▸ ФОРМУЛИРОВКА ЗАДАНИЯ
Пожалуйста, скопируйте из отрывка о Льве Толстом фрагмент от слов «Но смерть воистину» до слов «их Лев Толстой.» без единого изменения.

▸ ФРАГМЕНТ ДОКУМЕНТА

Непримиримые противоречия жизни не прикрыты ничем. Да и к чему? Если жизнь нелепа и невозможна, то вот придет смерть и разрешит всякие невозможности. Смерть ужасна, но иногда лучше не жить и благо — умереть, освободиться и освободить» («Смерть Ивана Ильича»).
Но смерть воистину ужасна, — и как ни пустынно небо, как ни прикована к земле и к праху наша жизнь, живем мы однажды, и великие загадки бытия остаются все такими же роковыми и неотступными, — и неразрешимыми. А разрешить их надо, — но как?
«Если допустить, — говорит Лев Толстой, — что жизнь человеческая может управляться разумом, то уничтожится возможность жизни» («Война и мир»).
В другом месте («Исповедь») он говорит: «Можно жить
Разум прав, но мертв: он не знает жизни, он знает только ее схемы. Там, где работает только разум, царствует отчаяние. Если жизнь нелепа, то и все попытки вмешательства разума в ее устроения ничтожны. Разум может указать только один смысл жизни — личное благо, а оно недостижимо. Разрешение роковых вопросов приходится не в разуме искать, — и не в разуме искал их Лев Толстой.
Изображена нелепая и ничтожная жизнь, — но чем же внесена в нее эта обаятельная гармоничность? Не разумом, — Лев Толстой не был рассудочен, как Ибсен, но, читая его, мы верим, что он «знал», что он — мудрый и «вещий» человек, что в этой сумятице явлений он видел нечто устроящее.
Разрешение нелепости и тщеты жизни дается только в отношении ее к бесконечному. Только отнесенная к бесконечности, жизнь становится благородною. В самой конечной жизни не дано этого благообразия: оно, как царствие Божие, «нудится», по слову евангельскому. Надо употребить некоторое усилие живого чувства, чтобы его познать. Так, самый непосредственный из изображенных Львом Толстым людей, Платон Каратаев (вдохновеннейшее создание Льва Толстого), слушая рассказы, делал вопросы, направленные к тому, чтобы выяснить благообразие жизни.
Только в отношении к бесконечному — оправдание жизни, и жизнь «по-Божьему» — величайшее благо. «Не сознание жизни есть призрак, а все пространственное и временное призрачно» («О жизни»).
Отдельная, личная жизнь — призрак и ложь. Все личное представлялось Льву Толстому призрачным. Всякая индивидуальность в его изображении дробилась на серии мелких настроений и ощущений, — и уже нет постоянного, как из бронзы или из мрамора изваянного человека, каких изображали былые художники.

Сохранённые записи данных
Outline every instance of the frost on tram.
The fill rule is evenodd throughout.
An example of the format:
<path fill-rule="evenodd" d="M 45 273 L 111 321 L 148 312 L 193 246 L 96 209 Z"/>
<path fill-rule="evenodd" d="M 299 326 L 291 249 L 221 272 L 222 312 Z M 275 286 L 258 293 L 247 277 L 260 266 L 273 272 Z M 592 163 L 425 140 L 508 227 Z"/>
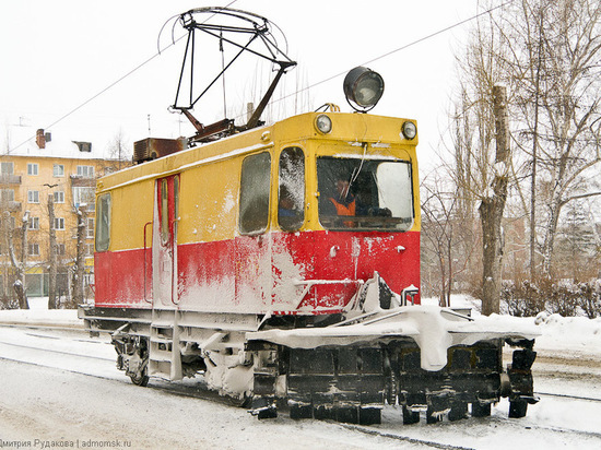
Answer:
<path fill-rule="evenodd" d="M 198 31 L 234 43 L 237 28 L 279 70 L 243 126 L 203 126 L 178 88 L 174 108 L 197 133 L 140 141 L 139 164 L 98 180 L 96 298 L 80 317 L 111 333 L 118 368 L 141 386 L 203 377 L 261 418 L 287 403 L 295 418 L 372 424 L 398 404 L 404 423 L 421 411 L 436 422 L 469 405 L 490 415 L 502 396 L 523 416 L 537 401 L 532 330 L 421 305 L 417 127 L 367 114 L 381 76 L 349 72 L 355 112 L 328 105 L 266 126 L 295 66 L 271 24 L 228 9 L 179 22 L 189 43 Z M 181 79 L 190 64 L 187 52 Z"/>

▸ РЕЗУЛЬТАТ ВЫПОЛНЕНИЯ
Но смерть воистину ужасна, — и как ни пустынно небо, как ни прикована к земле и к праху наша жизнь, живем мы однажды, и великие загадки бытия остаются все такими же роковыми и неотступными, — и неразрешимыми. А разрешить их надо, — но как?
«Если допустить, — говорит Лев Толстой, — что жизнь человеческая может управляться разумом, то уничтожится возможность жизни» («Война и мир»).
В другом месте («Исповедь») он говорит: «Можно жить
Разум прав, но мертв: он не знает жизни, он знает только ее схемы. Там, где работает только разум, царствует отчаяние. Если жизнь нелепа, то и все попытки вмешательства разума в ее устроения ничтожны. Разум может указать только один смысл жизни — личное благо, а оно недостижимо. Разрешение роковых вопросов приходится не в разуме искать, — и не в разуме искал их Лев Толстой.